What to do: Retype the listing exactly, so that the copy matches it line for line.

** Supplied material follows **

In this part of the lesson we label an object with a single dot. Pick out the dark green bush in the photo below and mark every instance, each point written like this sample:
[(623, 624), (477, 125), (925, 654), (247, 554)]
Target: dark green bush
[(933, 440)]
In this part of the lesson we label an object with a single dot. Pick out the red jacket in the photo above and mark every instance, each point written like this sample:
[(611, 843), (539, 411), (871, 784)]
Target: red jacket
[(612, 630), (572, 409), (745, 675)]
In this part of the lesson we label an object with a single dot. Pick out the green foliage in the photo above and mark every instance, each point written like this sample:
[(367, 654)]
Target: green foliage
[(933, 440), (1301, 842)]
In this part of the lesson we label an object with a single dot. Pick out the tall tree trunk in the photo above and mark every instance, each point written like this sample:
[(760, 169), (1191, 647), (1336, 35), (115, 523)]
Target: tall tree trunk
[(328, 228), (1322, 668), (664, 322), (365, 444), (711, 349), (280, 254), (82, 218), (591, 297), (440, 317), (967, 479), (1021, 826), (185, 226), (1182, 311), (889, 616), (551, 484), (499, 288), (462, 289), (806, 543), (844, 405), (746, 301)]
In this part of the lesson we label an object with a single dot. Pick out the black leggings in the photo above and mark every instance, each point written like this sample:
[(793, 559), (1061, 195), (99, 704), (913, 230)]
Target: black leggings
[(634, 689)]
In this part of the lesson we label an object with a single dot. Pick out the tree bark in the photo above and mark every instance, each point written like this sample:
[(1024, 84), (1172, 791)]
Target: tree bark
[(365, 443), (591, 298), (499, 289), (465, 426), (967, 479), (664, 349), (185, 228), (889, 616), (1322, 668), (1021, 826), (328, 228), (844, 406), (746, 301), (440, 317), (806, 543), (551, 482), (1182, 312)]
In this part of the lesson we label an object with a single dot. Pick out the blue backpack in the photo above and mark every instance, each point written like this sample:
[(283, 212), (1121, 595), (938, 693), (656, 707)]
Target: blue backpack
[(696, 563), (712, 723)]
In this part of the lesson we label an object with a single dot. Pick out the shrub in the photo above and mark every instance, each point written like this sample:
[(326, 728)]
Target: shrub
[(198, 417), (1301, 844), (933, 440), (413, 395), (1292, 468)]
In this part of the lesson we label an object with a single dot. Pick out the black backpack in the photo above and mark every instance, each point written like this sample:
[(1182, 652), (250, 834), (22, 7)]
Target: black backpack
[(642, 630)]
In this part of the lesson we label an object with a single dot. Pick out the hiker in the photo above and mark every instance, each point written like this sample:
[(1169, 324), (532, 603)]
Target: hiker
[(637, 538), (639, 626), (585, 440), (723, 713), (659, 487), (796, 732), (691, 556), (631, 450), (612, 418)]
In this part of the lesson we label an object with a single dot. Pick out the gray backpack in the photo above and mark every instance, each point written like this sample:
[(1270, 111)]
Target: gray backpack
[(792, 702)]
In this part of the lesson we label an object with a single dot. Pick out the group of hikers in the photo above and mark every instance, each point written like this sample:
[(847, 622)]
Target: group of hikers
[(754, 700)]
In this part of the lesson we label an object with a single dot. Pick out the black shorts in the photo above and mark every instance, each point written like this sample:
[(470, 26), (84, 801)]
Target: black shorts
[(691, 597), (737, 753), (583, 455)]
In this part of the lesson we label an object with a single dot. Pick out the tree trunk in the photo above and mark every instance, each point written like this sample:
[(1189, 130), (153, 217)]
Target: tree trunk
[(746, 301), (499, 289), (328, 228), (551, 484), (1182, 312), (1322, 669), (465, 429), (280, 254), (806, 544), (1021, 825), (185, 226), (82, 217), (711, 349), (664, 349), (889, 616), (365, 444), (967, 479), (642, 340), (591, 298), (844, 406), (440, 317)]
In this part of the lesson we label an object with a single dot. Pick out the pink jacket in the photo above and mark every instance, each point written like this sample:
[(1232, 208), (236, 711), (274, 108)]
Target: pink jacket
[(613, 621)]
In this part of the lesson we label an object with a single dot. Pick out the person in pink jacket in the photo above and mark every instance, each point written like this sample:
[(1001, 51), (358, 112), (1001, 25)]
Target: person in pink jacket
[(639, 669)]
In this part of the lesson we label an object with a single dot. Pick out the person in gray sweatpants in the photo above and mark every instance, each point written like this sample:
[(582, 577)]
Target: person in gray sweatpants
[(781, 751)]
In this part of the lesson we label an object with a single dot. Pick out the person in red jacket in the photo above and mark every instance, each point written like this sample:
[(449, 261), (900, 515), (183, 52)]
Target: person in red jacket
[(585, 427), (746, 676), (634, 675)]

** End of Supplied material **

Response area:
In this part of the lesson we label an object with a single dot. Pick out the dark green bush in the photo below and mark every instance, each point written like this sample:
[(623, 624), (477, 125), (925, 654), (247, 554)]
Target: dark green bush
[(933, 440)]
In this part of the lesson we label an object with a single dot. Pick out the red jacket in the photo above and mark every instance, each point written like this sample:
[(611, 843), (539, 411), (871, 784)]
Target: red jacket
[(612, 630), (572, 409), (745, 675)]
In this part of the lesson we label an object with a single dot. Pick out the green foliage in the photo above and mark every instance, each point written like this sample:
[(367, 654)]
Target: green foliage
[(933, 440), (1301, 842)]
In this part of the lesson we label an object with a single dot. Pick out the tall tree trunk in the photo above and mark every instance, each point written like this sample:
[(760, 169), (1191, 647), (1336, 35), (115, 523)]
Target: tall tree trunk
[(328, 228), (1322, 668), (664, 322), (365, 444), (711, 349), (280, 254), (82, 218), (591, 297), (440, 317), (967, 479), (1021, 826), (185, 226), (1182, 311), (889, 616), (551, 484), (499, 288), (462, 289), (806, 543), (844, 405), (746, 301)]
In this part of the lesson we label an object with a single dot. Pick out the black leggings in the photo above and mark every instance, each point written like this sample:
[(793, 559), (1061, 195), (99, 704), (913, 230)]
Target: black leggings
[(634, 689)]
In this part of the lesson we label an object with a single dot. Pick out the tree bark in the photo above and mark every instance, each point written like this sample:
[(1024, 84), (1172, 791)]
Target: tree bark
[(365, 443), (591, 298), (499, 289), (465, 426), (967, 479), (664, 349), (185, 228), (889, 616), (1322, 668), (1021, 826), (328, 228), (844, 406), (746, 301), (440, 317), (806, 543), (551, 482), (1182, 312)]
In this part of the lesson we label an object with a single dot. Pick out the blue backpack in the photo above and mark every instance, each point written like this sample:
[(283, 212), (1121, 595), (938, 693), (656, 707)]
Target: blue backpack
[(696, 563), (712, 723)]
In this part of the lesson we label an object with a single dot. Pick out the shrub in the photo above and mark every instance, each point written like this sample:
[(326, 728)]
Target: shrub
[(198, 417), (1301, 844), (933, 440), (413, 395), (1292, 468)]
In this part of the lesson we label an object with a single dot. Pick out the black backpack in the photo above and mark every instance, each point written like this sample:
[(1182, 652), (250, 834), (22, 7)]
Target: black backpack
[(642, 630)]
In this part of the lesson we label an object with a single dot. Pick out the hiker in the photo above and mark every instance, each point written like this sample:
[(1169, 324), (532, 603)]
Target: hiker
[(637, 538), (639, 626), (585, 440), (723, 713), (659, 487), (796, 732), (691, 556), (631, 450), (612, 418)]
In this part of the lesson we label an object with a single dot. Pick out the gray backpack in the photo above and mark every instance, each point written like this sample:
[(1270, 111)]
Target: gray backpack
[(792, 702)]
In this part of the lesson we label an object with a single dot. Pick out the group of hikers in the photo above and mark every instance, each point written like this sample:
[(847, 622)]
Target: group of hikers
[(754, 700)]
In this part of the lesson we label an object with a single dot. Pick out the black shorts in the photo above and mark every instance, each point written like this sample:
[(470, 26), (84, 801)]
Target: black shorts
[(691, 597), (737, 753), (583, 455)]
In this part of the lesson we label an object with a single dot. Pick out the tree trunk in the photo above and mark every instance, each point written like this sample:
[(1189, 130), (153, 217)]
Target: tree trunk
[(746, 301), (499, 289), (328, 228), (551, 484), (1182, 312), (1322, 669), (465, 429), (280, 254), (806, 544), (1021, 825), (185, 226), (82, 217), (711, 349), (664, 349), (889, 616), (365, 444), (967, 479), (642, 340), (591, 298), (844, 406), (440, 317)]
In this part of the lesson we label an object with a single dot. Pick out the pink jacket in the photo above and mark every instance, each point written like this sample:
[(1232, 208), (236, 711), (274, 108)]
Target: pink jacket
[(613, 621)]
In this part of the lesson we label an object with a single dot. Pick out the person in pink jacket in the photo above and mark every instance, each point written like this sample:
[(1001, 51), (358, 112), (1001, 25)]
Target: person in pink jacket
[(639, 669)]
In this part of the lesson we label an object with a single dot. Pick out the person in gray sweatpants in the photo above and mark every instance, each point written like this sample:
[(582, 577)]
Target: person in gray sweatpants
[(781, 751)]
In this part of the lesson we label an object with a single dot. Pick out the person in red jacket in the photo above and mark every instance, each point written like this sample:
[(449, 261), (900, 515), (183, 52)]
Target: person in red jacket
[(585, 427), (746, 676), (634, 675)]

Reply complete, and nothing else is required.